Aim of the exercise:
Answer these questions about the e-mail slipups text below.
1. In the testing lab story, which button did the writer find out they had actually hit?
2. What did the girl attach to her client email instead of the budget schedule?
3. How did the software vendor behave after receiving the reply-all?

Extracted text:
##########
Let's hear it: How about your e-mail slipups?

This afternoon I found myself crafting two virtually identical e-mails to two different vendors that we are considering for a major contract. Most of the content was in Word attachments, each one crafted for the specific vendor.

As I had the two messages open, side by side, I realized how easy it would be for me to have accidentally swapped the identically-named attachments, sending stuff intended for one vendor to the other. I found myself checking and rechecking before I had the courage to click the Send button on each one.

I don’t know that this would have affected our bargaining position at all since they both know about each other, but it made me think: how about folks who frequently deal in delicate subjects over e-mail – there must be some pretty good e-mail blunders out there.

Care to share?

There was an email dialogue going on between a couple of us employees and the human resources manager. What I thought was a funny and snarky relpy to one of the employees that made fun of the HR manager was actually a funny and snarky RELPY-ALL. :smack:

The HR manager happened to be at lunch and I ran into her office and deleted the email from her computer immediately after my panic attack.

I’ve relayed this story before here, so forgive me if it sounds familiar.

The manager of our testing lab sent an email to all employees that we would be having visitors (VPs or customers, don’t remember which), and that we should “remove all trash from the lab.”

Thinking myself a wit, I decide to forward the message to a buddy I worked with saying “I guess we need to get Dana out of the lab!” Dana was a young woman in our group with a bit of a loose reputation.

After I hit the SEND button, I realized that I didn’t type my buddy’s address in the TO: field. Since the message didn’t bounce, I knew there was only two possibilities:

  1. I hit REPLY intead of FORWARD, in which case my slandering of the co-worker went to the lab manager. Not Good.

  2. I hit REPLY-TO-ALL, in which my comment went to every employee on the site. WAY BAD. END OF EMPLOYMENT BAD.

Once I realized the latter possibility, I could feel the blood drain out of my face. This was before I knew about the recall-message function, but that never recalls all the messages anyway.

I ran to lab manager’s office, and was relieved to see I only hit “REPLY” He even let me delete the message without him seeing it.

If I had simply hit a different button that day, I would have been fired.

I sent a report to my boss, and somehow a gay hook-up site was attached to the email instead of the report (he’s straight). I checked the sent file to make sure the email was sent, and discovered the wrong attachment was sent.

I sent him another email immediately saying that the email was sent from home, and I was sorry for the wrong attchment.

His response – Understood, no need to worry.

I’m in IT. Once I was assisting our HR department in negotiating for the purchase of some software. A vendor sent an e-mail to my HR counterpart and me, giving us a song-and-dance number regarding a point I’ve since forgotten.

I forwarded the e-mail to my counterpart, appending a note that said “this guy’s stonewalling us; are we sure we want to do business with someone so difficult to deal with?”. Or words to that effect.

I hit “send” and then - you guessed it - realized I had done a Reply-All rather than a Forward. The vendor got my pissed-off reply.

Funny thing, though - the vendor responded to my e-mail, assuring us that he was not stonewalling us, and ever after he was the most compliant and responsive of the bunch.

He still didn’t get our business, though.

A girl I know had a different kind of mistake happen at work about six months ago. She was sending out an email to a client and had cc’d pretty much all of her bosses. The email was supposed to have a budget schedule attached but instead, she attached … her resume. Ouch!
##########
Listing:
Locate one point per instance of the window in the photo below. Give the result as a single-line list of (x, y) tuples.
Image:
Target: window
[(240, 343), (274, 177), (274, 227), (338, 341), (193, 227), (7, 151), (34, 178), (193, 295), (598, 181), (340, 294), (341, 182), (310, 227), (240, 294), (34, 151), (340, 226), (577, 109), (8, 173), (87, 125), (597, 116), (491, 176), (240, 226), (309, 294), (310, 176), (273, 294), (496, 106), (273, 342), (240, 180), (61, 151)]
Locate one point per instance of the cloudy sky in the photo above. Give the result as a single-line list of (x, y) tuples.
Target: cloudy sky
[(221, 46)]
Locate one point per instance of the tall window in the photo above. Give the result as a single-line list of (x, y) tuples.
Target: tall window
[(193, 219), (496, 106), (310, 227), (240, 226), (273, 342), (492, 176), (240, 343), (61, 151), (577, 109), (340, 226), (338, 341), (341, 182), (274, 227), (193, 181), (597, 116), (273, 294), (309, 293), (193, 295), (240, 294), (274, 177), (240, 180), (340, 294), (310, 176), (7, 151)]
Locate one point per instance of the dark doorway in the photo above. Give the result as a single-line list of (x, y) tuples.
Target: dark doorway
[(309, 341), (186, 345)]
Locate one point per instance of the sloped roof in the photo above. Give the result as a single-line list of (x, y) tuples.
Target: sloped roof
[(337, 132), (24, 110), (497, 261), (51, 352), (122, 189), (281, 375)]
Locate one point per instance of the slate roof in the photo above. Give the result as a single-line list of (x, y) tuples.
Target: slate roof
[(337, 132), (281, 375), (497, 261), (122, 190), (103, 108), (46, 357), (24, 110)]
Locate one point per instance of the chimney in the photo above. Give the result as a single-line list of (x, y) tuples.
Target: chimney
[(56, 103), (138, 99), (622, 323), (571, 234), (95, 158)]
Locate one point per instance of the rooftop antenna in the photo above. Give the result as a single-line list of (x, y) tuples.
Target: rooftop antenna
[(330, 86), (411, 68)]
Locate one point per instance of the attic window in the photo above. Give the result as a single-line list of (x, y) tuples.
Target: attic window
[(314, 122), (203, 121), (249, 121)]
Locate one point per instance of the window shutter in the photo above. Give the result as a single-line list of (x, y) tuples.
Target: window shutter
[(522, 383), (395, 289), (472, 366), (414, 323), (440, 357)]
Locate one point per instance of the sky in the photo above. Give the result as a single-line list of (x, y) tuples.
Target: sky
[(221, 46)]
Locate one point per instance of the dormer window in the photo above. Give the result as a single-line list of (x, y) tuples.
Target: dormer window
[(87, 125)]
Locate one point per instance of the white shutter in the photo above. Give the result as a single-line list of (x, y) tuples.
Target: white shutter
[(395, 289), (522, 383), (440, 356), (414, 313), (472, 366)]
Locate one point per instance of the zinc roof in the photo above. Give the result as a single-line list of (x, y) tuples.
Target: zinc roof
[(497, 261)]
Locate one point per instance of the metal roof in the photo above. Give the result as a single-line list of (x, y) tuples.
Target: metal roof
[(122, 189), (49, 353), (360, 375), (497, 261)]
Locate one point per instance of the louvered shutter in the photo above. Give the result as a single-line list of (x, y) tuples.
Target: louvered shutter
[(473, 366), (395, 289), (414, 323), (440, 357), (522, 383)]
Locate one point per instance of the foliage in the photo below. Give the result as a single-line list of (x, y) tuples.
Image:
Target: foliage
##########
Reply to the task:
1. "REPLY"
2. Her resume
3. He said he was not stonewalling them, and after that he was the most compliant and responsive of the bunch.